- _Texto de origem_

Começo por dizer que há mais de catorze anos sou contra a municipalização da educação, quando à época se começou a falar no assunto, estávamos no Governo do Engº José Sócrates. Considero que é um presente envenenado que deram aos Municípios e que agora fazem disparar os custos com o pessoal. Disto dei conta ao longo destes anos, seja a nível autárquico seja noutros fóruns. E aqui permitam-me que refira a minha experiência de doze anos como Presidente de uma câmara municipal, membro durante mais de uma década do Conselho Geral de um agrupamento, mais de sete anos como presidente de uma Associação de Pais com mais de 1681 alunos, e mais de sete anos tendo acesso ao Conselho Municipal de Educação.
A Educação é um fator de igualdade. A Escola Pública assume um importante papel de vitalidade da democracia e da promoção de um ensino de qualidade, universal, gratuito e para todo, consagrada que está na Constituição da República Portuguesa como responsabilidade do Estado. Salvo melhor opinião, o caminho que a administração central está a seguir não é o melhor, nomeadamente o da municipalização da educação.
Em 2008, com o início da descentralização de competências da educação para os municípios, esta fez com que as Autarquias assumissem competências, nomeadamente em matéria de gestão de pessoal não docente, que tem resultado em grandes dificuldades para as escolas, devido à insuficiência de meios humanos qualificados.
O Estado nunca deveria transferir o pessoal não docente para as Autarquias, sem ter a casa arrumada. Não é transferir agrupamentos, escolas ou Jardins de Infância sem funcionários e depois as câmaras que os contratem. Para além de ter entregue edifícios (equipamentos escolares), em muitas situações, que necessitam de obras, o Estado vem com o apoio via fundos comunitários, mas as Autarquias não têm o financiamento a 100%, existindo aqui uma componente financeira muito forte que penaliza as autarquias. Para além de que vivemos um momento de incertezas a nível de obras públicas, com o disparar dos preços e a ausência de empresas a responderam aos concursos, o que faz arrastar no tempo a requalificação do parque escolar.
O único objetivo de fundo, com esta delegação de competências, é o desmantelamento das funções sociais do Estado, onde se incluem os processos de concessão e privatização da educação, através dos municípios, das CIM´s e dos financiamentos e orientações comunitárias, que levarão à criação de sistemas educativos a funcionar a velocidades diferenciadas e a respostas educativas ao sabor do maior ou menor perfil, sensibilidade ou capacidade de cada município. Por exemplo em matéria do SIADAP se um funcionário por exemplo, num qualquer agrupamento não concordar com a classificação atribuída pela direção do agrupamento, sabem para quem vai recorrer? Para o Executivo Municipal. E este o que faz liga à direção do agrupamento a pedir a opinião. E acham que o poder politico municipal vai contrariar a decisão da direção do agrupamento ?

- _Dados da tarefa_
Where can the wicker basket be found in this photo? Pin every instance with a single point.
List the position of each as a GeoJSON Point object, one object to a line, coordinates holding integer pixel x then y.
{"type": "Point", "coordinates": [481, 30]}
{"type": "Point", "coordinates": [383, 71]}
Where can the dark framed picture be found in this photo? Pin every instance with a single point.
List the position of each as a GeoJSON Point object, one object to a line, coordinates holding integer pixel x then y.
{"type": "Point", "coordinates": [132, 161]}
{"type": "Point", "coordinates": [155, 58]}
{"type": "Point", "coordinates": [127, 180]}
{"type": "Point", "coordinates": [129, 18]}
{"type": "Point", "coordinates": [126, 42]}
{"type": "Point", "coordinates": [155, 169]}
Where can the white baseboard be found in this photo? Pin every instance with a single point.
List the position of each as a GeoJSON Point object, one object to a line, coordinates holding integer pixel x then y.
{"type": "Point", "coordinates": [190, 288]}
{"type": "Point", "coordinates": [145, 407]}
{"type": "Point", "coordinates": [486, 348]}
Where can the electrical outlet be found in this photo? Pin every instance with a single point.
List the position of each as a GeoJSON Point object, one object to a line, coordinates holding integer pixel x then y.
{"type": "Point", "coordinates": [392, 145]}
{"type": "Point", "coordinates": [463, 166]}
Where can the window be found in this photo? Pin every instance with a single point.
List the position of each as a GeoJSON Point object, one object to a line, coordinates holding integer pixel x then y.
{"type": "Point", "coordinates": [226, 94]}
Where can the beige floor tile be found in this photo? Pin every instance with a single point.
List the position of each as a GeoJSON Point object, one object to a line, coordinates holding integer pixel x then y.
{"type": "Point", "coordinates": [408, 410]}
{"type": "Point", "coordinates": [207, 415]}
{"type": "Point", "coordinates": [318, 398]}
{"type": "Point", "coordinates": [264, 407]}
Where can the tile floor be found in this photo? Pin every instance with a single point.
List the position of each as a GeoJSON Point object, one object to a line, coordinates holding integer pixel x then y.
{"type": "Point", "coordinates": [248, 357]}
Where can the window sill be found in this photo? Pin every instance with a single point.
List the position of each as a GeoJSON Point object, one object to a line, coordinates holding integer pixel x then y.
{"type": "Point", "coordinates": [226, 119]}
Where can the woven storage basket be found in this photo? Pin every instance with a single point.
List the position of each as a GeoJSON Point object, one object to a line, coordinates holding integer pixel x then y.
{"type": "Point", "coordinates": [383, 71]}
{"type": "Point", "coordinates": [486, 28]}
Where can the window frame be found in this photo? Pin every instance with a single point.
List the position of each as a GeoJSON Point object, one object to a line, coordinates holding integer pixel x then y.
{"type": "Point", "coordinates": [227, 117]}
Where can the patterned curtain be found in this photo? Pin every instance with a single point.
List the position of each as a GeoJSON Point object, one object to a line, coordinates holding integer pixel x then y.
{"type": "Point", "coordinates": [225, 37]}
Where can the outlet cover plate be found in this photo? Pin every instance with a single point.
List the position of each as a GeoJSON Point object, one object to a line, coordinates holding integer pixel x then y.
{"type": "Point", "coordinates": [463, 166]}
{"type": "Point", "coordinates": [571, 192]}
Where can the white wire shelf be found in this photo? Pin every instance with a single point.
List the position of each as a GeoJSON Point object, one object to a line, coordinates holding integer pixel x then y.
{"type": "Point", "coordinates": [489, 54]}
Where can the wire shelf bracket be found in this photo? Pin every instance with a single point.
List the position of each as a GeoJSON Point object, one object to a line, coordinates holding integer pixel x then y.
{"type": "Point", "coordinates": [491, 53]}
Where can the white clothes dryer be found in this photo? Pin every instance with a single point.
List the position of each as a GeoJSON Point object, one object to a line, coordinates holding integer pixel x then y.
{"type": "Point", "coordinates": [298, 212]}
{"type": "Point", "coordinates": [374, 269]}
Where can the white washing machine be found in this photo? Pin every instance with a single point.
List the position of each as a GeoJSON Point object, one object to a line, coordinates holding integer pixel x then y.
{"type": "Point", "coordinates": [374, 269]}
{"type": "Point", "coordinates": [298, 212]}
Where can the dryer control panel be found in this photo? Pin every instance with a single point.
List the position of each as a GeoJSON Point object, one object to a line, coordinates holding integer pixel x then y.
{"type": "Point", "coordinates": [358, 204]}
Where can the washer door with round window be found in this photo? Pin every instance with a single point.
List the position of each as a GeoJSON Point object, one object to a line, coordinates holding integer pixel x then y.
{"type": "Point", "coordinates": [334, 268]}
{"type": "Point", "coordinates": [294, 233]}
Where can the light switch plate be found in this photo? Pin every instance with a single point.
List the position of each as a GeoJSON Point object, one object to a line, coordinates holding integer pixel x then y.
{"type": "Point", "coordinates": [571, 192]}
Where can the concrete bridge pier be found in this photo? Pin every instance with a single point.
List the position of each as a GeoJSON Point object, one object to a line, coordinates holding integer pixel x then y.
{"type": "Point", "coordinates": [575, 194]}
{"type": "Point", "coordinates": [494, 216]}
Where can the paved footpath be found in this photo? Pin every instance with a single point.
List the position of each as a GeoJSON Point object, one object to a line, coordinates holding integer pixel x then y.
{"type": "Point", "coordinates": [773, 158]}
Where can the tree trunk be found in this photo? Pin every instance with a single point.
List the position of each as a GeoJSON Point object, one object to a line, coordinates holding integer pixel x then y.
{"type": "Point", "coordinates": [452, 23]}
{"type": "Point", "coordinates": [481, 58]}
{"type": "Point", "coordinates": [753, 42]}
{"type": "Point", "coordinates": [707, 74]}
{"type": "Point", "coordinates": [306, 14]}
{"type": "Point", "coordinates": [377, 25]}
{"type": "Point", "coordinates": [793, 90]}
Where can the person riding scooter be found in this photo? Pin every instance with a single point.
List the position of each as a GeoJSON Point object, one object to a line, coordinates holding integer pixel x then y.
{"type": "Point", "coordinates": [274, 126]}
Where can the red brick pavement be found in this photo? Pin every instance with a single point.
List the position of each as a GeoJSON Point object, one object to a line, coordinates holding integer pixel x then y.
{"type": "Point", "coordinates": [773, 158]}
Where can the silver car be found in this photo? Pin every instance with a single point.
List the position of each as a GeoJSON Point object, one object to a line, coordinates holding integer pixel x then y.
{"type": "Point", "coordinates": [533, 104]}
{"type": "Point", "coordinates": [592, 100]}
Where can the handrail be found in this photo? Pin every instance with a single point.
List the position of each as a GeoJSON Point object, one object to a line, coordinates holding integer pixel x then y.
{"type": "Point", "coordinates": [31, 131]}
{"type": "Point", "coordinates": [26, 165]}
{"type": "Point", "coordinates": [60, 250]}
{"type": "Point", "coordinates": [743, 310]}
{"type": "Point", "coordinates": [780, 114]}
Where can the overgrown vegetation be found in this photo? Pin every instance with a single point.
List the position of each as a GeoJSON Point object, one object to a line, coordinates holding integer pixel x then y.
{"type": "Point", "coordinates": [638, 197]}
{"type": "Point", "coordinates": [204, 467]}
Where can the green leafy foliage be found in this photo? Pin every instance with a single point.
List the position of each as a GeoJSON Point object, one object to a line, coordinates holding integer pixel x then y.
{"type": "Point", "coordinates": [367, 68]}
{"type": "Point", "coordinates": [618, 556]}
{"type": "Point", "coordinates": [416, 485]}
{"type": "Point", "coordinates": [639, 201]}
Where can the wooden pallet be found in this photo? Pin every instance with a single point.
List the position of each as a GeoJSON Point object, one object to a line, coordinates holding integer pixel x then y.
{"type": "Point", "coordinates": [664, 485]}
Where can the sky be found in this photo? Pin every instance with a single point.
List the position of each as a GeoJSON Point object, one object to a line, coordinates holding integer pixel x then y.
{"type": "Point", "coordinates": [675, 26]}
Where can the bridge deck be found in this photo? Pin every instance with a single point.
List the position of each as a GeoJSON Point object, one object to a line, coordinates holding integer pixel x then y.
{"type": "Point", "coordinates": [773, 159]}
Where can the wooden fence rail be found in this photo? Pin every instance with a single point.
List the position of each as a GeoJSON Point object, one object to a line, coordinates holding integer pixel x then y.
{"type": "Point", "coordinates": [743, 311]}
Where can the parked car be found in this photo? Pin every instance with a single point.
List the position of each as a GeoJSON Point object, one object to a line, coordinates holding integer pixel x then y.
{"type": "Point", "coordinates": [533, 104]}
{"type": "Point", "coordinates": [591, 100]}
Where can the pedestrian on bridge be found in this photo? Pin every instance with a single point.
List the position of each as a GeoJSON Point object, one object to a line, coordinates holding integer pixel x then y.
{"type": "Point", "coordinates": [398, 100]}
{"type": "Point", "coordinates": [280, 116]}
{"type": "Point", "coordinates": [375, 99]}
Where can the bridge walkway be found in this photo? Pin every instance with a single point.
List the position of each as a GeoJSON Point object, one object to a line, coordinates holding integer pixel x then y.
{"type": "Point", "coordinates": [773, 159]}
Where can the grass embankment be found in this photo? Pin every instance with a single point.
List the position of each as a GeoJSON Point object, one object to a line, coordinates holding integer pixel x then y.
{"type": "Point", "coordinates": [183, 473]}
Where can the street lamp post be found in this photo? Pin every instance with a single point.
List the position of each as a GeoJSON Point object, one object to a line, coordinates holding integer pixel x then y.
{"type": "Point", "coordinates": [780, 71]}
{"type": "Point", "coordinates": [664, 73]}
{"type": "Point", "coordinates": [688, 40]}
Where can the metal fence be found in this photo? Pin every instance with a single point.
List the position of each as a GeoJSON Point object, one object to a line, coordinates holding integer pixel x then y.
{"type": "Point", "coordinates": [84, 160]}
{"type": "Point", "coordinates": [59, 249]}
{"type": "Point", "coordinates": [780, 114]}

- _Tarefas do exercício_
1. Resume em forma de lista o parágrafo do texto sobre a municipalização da educação que começa por «O Estado nunca deveria transferir». Mantém os factos principais.
2. Devolve tal como estão as linhas dos registos desde a que contém "Where can the pedestrian" até ao fim dos registos, com ambas as pontas incluídas.
O texto e os registos não têm nada a ver um com o outro.

- _Respostas por tarefa_
1.
- O Estado não deveria passar o pessoal não docente para as autarquias sem ter a casa arrumada.
- Não se devem transferir agrupamentos, escolas ou jardins de infância sem funcionários e deixar a contratação às câmaras.
- Em muitos casos, os edifícios escolares entregues precisam de obras.
- O Estado dá apoio através de fundos comunitários, mas as autarquias não têm financiamento a 100%. Isto pesa muito nas suas contas.
- Os preços estão a disparar e faltam empresas a responder aos concursos de obras públicas, o que atrasa a requalificação do parque escolar.

2.
Where can the pedestrian on bridge be found in this photo? Pin every instance with a single point.
List the position of each as a GeoJSON Point object, one object to a line, coordinates holding integer pixel x then y.
{"type": "Point", "coordinates": [398, 100]}
{"type": "Point", "coordinates": [280, 116]}
{"type": "Point", "coordinates": [375, 99]}
Where can the bridge walkway be found in this photo? Pin every instance with a single point.
List the position of each as a GeoJSON Point object, one object to a line, coordinates holding integer pixel x then y.
{"type": "Point", "coordinates": [773, 159]}
Where can the grass embankment be found in this photo? Pin every instance with a single point.
List the position of each as a GeoJSON Point object, one object to a line, coordinates holding integer pixel x then y.
{"type": "Point", "coordinates": [183, 473]}
Where can the street lamp post be found in this photo? Pin every instance with a single point.
List the position of each as a GeoJSON Point object, one object to a line, coordinates holding integer pixel x then y.
{"type": "Point", "coordinates": [780, 71]}
{"type": "Point", "coordinates": [664, 73]}
{"type": "Point", "coordinates": [688, 40]}
Where can the metal fence be found in this photo? Pin every instance with a single point.
List the position of each as a GeoJSON Point object, one object to a line, coordinates holding integer pixel x then y.
{"type": "Point", "coordinates": [84, 160]}
{"type": "Point", "coordinates": [59, 249]}
{"type": "Point", "coordinates": [780, 114]}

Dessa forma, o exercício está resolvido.